-- begin READING PASSAGE --

Brown said Pardy then grabbed his (Brown’s) sheath knife (without the sheath on it) off the bookcase and pointed it at him as the two men were “face-to-face.”
Brown testified that Weigold had offered to sharpen his sheath knife a few days prior to the incident and that Weigold had not returned it to him on April 3, 2002. “(Weigold) still had the knife,” Brown said.
Brown said the knife was “stuck” in the bookcase and he did not remove it. Brown said the next time he saw his knife was when Pardy picked it up.
Describing Pardy’s face as “red,” Brown said he felt “scared” and “terrified.”
“I thought he was going to kill me,” the defendant said.
Brown testified that he ran into the utility room and thought about grabbing one of his golf clubs to defend himself, but instead grabbed his bow, which was hanging on a nail, and loaded it with an arrow.
Brown also denied putting on and using the trigger release and claimed it was hanging on the nail during the whole ordeal.
Brown said Pardy then entered the utility room carrying the knife and “squared off” with him, when the victim saw the bow, “turned” and “flinched,” at which point he fired the arrow in the “direction of the knife.”
“I thought he was coming straight for me,” Brown said.
The arrow struck Pardy in the same manner as described above and Brown said the knife fell to the ground and “bounced” 10-12 inches away from Pardy’s feet. Brown said he dropped the bow at the same time.
Brown said Pardy started to bend over and reach for the knife with his left hand, when he grabbed it and stabbed Pardy in the chest (delivering the fatal blow to the heart) in an upward motion.
Brown testified he then stabbed Pardy a second time in the left side.
“I was doing what I had to do at that point,” Brown stated. “I’m scared.”
Pardy exclaimed, “Oh my God, I’ve been shot!” and fled to the bathroom, Brown said.
Weigold appeared in the living room and started coming toward the utility room, the defendant said.
Brown said Weigold grabbed his arm and said something which he can’t remember. Brown said he “jerked” his arm “away” trying to “break free,” but denied trying to stab Weigold .
Weigold then ran out the back door, Brown said.
Brown described his state of mind at this point as “kind of in a frenzy” and “kind of dazed.” He said he was “operating on 100 percent emotion.”
He said he decided to go after Pardy, which led him to the bathroom. Brown testified that he had “no rational explanation” for following Pardy.

-- end READING PASSAGE --

» PROBLEM REQUIREMENTS: In the testimony account, condense the paragraph that begins "Brown testified that he ran into the utility room" into one shorter sentence that keeps its main facts.

-- begin RECORDED DATA --

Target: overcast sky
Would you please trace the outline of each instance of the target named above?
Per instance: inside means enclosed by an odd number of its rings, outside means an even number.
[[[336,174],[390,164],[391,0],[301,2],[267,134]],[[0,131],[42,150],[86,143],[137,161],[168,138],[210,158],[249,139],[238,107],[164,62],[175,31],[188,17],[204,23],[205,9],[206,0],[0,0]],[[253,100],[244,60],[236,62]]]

-- end RECORDED DATA --

» SOLUTION: Brown testified that he ran into the utility room, considered grabbing a golf club to defend himself, and instead took his bow off a nail and loaded it with an arrow.